◆ **What you have to do**
Copy every one of the rows below word for word, but leave the pictures out.

BEGIN Data records

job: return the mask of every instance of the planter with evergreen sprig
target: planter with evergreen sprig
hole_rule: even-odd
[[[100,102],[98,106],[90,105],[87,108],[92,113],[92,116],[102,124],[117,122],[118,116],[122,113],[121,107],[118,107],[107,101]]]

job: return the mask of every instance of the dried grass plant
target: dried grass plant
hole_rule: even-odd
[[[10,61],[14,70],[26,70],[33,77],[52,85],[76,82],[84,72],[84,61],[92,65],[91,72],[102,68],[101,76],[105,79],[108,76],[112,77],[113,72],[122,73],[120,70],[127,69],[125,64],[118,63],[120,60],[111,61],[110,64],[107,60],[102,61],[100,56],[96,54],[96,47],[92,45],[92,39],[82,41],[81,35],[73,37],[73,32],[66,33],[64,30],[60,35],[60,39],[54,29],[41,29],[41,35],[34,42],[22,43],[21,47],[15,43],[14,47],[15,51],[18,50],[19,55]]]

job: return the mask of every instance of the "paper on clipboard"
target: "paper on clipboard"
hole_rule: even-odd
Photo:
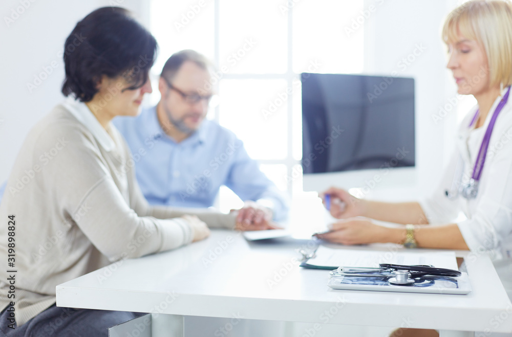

END Data records

◆ **Written response**
job: return the mask of every instance of the planter with evergreen sprig
target: planter with evergreen sprig
hole_rule: even-odd
[[[100,102],[98,106],[90,105],[87,108],[92,113],[92,116],[102,124],[117,122],[118,116],[122,113],[121,107],[118,107],[107,101]]]

job: return the mask of every instance of the dried grass plant
target: dried grass plant
hole_rule: even-odd
[[[10,61],[14,70],[26,70],[33,77],[52,85],[76,82],[84,72],[84,61],[92,65],[91,72],[102,68],[101,76],[105,79],[108,76],[112,77],[113,72],[122,73],[120,70],[127,69],[125,64],[118,63],[120,60],[111,61],[110,64],[107,60],[102,61],[100,56],[96,54],[96,47],[92,45],[92,39],[82,41],[81,35],[73,37],[73,32],[66,33],[64,30],[60,35],[60,39],[54,29],[41,29],[41,35],[34,42],[22,43],[21,47],[15,43],[14,47],[15,51],[18,50],[19,55]]]

job: return the mask of every instance of the "paper on clipboard"
target: "paper on clipboard"
hole_rule: even-odd
Photo:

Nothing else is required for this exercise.